PROBLEM REQUIREMENTS:
Set down every record once more, exactly as given.

Natural language region descriptions

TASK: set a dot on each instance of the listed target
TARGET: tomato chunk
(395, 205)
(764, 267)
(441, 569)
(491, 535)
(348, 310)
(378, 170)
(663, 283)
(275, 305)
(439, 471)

OUTPUT OF THE TASK:
TASK: set a dot on each instance of the listed target
TARGET: tomato chunk
(395, 205)
(764, 267)
(441, 569)
(491, 535)
(348, 310)
(378, 170)
(663, 283)
(275, 305)
(439, 471)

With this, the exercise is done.